Text provided —
# # # # #
# 2.5 Emissions frustrations



## gootz (Dec 29, 2015)

Hi guys, I am new to this forum but love my past 4 VW's - all mkiv's. 
This is my first mk5. I live in NY and sadly have to have emissions. I bought this mk5 Jetta value edition manual. Love the car but it had a check engine code which said p04020. The old owner showed me as i didn't take his word for it. Sure enough that was it and he said he would sell it after fixing the Catalytic converter. He got a new one on it and within the day, the light came back on. He won't help me with it as he said he replaced the cat (which I know he did as I saw the old and new). 

Anyways a few weeks have gone by and I have looked up some of this issues and I believe it can be the upper 02 sensor... I bought a bosch 16698 which is for the lower according to my engine code (BGQ due to being sold here in NY and NY emissions). So I crawl under my car to take a look at the lower 02 sensor and see 2 under there! I have one in the Cat and then one after it! Why does my car have 3 02 sensors? My question is...what 02 sensor should I replace and which Bosch/Denso/etc to use??

Thank you for helping!


----------



## Master_P (Feb 10, 2012)

BGQ and BGP engines are both 2.5 in-line 5 cylinder engines. The only difference (that I'm aware of) is that BGQ has three O2 sensors, whereas BGP has two. There is one sensor before the cat, and one after the cat. BGQ engines have an additional third sensor in the middle of the cat, while BGP does not. BGQ engines are sold in states with strict emissions requirements eg. NY and CA.
# # # # #
Available data —
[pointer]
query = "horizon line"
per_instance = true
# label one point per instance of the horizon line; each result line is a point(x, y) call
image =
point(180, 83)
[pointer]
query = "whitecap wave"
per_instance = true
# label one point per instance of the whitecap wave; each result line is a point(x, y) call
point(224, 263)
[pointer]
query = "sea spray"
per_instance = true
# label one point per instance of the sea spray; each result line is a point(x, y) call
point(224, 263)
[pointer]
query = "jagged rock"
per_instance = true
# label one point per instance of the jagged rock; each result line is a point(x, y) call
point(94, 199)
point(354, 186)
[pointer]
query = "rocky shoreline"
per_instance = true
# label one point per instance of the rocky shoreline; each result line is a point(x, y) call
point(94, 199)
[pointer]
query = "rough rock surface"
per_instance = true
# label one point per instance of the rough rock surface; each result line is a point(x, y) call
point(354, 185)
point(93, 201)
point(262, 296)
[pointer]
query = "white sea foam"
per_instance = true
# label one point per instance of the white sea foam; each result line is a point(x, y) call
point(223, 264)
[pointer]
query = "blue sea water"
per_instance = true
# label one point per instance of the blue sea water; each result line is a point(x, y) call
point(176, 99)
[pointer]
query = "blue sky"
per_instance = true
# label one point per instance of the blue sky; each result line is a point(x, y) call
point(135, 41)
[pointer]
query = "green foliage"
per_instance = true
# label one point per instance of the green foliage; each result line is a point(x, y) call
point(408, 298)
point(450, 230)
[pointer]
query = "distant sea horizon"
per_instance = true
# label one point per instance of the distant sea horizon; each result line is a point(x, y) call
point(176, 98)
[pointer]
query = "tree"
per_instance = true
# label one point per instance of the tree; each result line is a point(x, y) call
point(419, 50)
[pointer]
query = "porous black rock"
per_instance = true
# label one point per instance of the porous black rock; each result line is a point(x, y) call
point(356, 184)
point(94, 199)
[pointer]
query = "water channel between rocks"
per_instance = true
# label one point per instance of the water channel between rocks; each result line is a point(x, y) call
# # # # #
Actions to take —
1/ Revise the records from their first line through the line containing "point(180, 83)", changing "horizon line" to "sea horizon" and leaving everything else the same.
2/ Write the next part of the forum thread about the 2.5 engine's emissions trouble, picking up after its final post.

Answer list —
1/
[pointer]
query = "sea horizon"
per_instance = true
# label one point per instance of the sea horizon; each result line is a point(x, y) call
image =
point(180, 83)

2/
P0420 indicates that the catalytic converter efficiency is problematic. Either the converter is bad (most common), or there is faulty readings with the O2 sensors leading the ECM to think the converter is not working correctly.

If I had to make a wild guess without any OBD scanners/VCDS/Torque, I would probably start with the middle O2 sensor, then the rear sensor after the cat. It's probably not the front sensor because that sensors primary job is to measure fuel mixture from the engine. If that sensor was faulty, you would see codes indicating the fuel mixture is too rich or lean. You might also see hits on fuel economy as well. I have used Torque Pro to watch this sensors behavior on SWMBO's MKV Jetta. It will cycle between rich and lean conditions after the engine warms up and enters closed loop.

The middle sensor measures converter efficiency. From my readings with Torque, this sensor should give a constant output voltage around 0.5v. If it's reading too high or low, there might be a converter problem, but since you've swapped the converter, that leaves the sensor as suspect. The rear sensor varies a little bit too, but not as much as the front sensor. The ECM uses the voltage differences from the three sensors to measure converter efficiency.

If you want to know which sensor to chase, I suggest buying an ELM OBD2 Bluetooth adapter. They only cost $15-20 online. Use the free Torque app with your smartphone and watch the second and third O2 sensor behavior when the car is warmed up. You can also check/clear CEL lights as well.


----------



## gootz (Dec 29, 2015)

Thank you Master P. I have been researching for some time the ELM OBD2 Bluetooth adapters. I have a PC and an iPhone...no android. Will my PC suffice? 
Anyways, I do plan on buying one that will work with a PC...it seems you can't use an iPhone with these obd2 adapters. 

p04020 bank 1 doesn't specify which 02 sensor it is?? I have read that the upper one is a culprit many times. Like I said, I have the BOSCH 16698 02 sensor and have read its after the catalytic converter. I see the Bosch 16002 should work too?? I don't get how multiple models should work??

Lastly, lets say I get my ELM adapter and get voltages for the 3 02 sensors which i have (GOD I HATE NY), how will it be apparent that they are defective...??
Thanks for your time.

David


----------



## Master_P (Feb 10, 2012)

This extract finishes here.